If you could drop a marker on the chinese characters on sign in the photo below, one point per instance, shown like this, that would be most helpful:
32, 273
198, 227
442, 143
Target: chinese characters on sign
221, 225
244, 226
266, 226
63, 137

______

§ **PROBLEM STATEMENT**: Reproduce all of the data above line for line, without changing anything.

§ **RESPONSE FOR THIS EXERCISE**:
If you could drop a marker on the chinese characters on sign in the photo below, one point per instance, shown like this, that would be most helpful:
32, 273
198, 227
442, 143
Target: chinese characters on sign
221, 225
244, 226
266, 226
63, 137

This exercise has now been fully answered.